▸ INSTRUCTIONS TO FOLLOW:
Could you write out the records from the line containing "# draw the outline of every instance of the man in" through the line containing "129 493 L 109", both ends included and the requests too, shifting every number in the answers, coordinates and viewBox values alike, up by 49?

▸ DATA FOR THE TASK:
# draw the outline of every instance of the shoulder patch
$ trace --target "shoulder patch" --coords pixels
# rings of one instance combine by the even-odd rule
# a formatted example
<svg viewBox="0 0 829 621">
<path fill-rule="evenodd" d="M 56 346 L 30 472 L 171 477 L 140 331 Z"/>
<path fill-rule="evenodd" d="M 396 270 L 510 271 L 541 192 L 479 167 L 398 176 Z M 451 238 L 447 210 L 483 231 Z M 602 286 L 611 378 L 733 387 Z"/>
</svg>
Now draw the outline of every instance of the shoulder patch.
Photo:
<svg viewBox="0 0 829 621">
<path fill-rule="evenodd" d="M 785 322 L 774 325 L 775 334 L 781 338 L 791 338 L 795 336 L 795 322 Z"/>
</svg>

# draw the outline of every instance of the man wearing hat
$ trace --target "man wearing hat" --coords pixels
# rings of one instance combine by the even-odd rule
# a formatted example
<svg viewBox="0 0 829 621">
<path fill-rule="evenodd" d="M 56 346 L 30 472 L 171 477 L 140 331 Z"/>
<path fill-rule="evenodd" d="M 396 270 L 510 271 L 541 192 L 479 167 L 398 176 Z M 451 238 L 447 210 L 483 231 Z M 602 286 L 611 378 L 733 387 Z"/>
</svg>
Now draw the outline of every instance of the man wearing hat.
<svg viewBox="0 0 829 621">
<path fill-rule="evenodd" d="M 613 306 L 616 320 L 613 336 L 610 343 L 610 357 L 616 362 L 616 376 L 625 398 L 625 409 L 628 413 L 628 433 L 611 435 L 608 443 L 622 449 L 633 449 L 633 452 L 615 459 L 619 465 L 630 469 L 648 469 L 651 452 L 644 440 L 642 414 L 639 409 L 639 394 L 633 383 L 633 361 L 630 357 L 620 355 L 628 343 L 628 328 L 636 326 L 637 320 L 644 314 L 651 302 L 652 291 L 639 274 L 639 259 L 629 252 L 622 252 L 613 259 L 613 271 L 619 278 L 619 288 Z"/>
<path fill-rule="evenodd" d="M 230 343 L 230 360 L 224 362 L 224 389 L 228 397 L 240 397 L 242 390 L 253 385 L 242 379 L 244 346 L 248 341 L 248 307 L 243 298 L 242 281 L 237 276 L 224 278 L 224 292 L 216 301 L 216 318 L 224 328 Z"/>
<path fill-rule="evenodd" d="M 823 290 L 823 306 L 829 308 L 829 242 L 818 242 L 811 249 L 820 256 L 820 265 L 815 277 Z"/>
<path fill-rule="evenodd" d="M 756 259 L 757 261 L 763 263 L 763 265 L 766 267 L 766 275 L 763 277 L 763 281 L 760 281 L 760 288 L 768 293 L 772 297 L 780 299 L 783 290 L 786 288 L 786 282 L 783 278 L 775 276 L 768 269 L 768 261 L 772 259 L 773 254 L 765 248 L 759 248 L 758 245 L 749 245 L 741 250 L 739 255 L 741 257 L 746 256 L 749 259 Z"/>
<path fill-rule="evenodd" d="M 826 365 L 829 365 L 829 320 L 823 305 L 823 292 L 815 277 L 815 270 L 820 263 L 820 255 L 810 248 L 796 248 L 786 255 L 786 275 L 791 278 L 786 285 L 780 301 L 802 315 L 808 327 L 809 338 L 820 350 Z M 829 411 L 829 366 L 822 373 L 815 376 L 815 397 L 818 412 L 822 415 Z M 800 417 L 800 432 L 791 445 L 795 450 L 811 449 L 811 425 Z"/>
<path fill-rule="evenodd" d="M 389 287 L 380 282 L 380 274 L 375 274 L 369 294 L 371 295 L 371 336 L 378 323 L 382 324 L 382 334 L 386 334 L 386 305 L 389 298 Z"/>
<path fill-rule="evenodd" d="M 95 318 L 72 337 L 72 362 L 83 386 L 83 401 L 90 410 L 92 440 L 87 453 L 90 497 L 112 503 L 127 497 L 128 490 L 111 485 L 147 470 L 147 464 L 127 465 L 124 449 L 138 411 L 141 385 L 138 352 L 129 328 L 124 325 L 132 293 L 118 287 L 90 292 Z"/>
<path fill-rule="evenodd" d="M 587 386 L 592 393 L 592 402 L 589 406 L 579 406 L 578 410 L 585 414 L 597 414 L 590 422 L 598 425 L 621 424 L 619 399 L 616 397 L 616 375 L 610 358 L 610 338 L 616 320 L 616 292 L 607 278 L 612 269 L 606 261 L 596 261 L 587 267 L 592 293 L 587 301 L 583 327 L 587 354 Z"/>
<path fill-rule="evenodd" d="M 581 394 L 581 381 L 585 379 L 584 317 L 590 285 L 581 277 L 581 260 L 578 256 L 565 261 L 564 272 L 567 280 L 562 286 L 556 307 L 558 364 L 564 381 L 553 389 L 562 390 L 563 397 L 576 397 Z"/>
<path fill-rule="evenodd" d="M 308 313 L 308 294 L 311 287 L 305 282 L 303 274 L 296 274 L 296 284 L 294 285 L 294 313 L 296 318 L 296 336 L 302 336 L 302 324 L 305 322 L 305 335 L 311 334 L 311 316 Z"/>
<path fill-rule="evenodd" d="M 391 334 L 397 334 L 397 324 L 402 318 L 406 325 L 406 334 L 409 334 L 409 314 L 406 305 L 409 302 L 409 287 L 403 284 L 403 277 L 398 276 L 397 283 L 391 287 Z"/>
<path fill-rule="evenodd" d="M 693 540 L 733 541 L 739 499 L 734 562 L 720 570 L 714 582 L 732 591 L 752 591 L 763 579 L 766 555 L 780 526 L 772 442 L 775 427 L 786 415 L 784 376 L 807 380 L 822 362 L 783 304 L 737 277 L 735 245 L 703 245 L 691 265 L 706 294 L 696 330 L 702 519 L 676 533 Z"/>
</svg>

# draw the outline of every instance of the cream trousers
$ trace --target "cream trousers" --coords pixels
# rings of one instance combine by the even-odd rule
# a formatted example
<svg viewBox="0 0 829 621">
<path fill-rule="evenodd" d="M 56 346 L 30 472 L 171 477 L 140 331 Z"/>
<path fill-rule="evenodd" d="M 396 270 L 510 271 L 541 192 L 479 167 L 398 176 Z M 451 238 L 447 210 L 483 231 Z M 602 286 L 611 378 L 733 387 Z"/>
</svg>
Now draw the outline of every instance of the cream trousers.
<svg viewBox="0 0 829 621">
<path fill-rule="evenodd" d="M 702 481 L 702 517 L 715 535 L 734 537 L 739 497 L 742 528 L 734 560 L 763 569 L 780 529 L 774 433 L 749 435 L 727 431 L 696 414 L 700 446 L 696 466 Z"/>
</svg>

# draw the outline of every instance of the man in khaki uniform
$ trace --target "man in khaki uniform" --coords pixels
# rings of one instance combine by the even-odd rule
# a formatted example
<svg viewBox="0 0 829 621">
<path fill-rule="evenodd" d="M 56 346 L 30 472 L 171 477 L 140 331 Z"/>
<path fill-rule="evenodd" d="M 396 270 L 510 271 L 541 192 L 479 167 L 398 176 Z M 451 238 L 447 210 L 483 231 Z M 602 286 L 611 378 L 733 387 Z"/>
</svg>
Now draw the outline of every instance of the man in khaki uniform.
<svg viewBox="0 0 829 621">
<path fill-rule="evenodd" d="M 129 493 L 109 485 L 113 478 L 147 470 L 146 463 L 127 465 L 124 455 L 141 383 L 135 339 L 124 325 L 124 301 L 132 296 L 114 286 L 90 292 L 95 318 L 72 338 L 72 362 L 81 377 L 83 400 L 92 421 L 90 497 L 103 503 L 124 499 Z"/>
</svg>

▸ OUTPUT OF THE EXERCISE:
# draw the outline of every instance of the man in khaki uniform
$ trace --target "man in khaki uniform" --coords pixels
# rings of one instance combine by the even-odd rule
# a formatted example
<svg viewBox="0 0 829 621">
<path fill-rule="evenodd" d="M 56 346 L 30 472 L 171 477 L 140 331 Z"/>
<path fill-rule="evenodd" d="M 396 270 L 510 271 L 541 192 L 479 167 L 398 176 Z M 451 238 L 447 210 L 483 231 Z M 602 286 L 611 378 L 733 387 Z"/>
</svg>
Now draw the outline of every instance of the man in khaki uniform.
<svg viewBox="49 49 878 670">
<path fill-rule="evenodd" d="M 178 542 L 158 534 L 162 527 L 196 519 L 195 512 L 176 514 L 173 504 L 190 432 L 184 388 L 173 374 L 173 350 L 181 345 L 163 335 L 139 341 L 144 367 L 121 387 L 121 411 L 130 426 L 132 449 L 141 470 L 139 546 L 152 552 L 173 548 Z"/>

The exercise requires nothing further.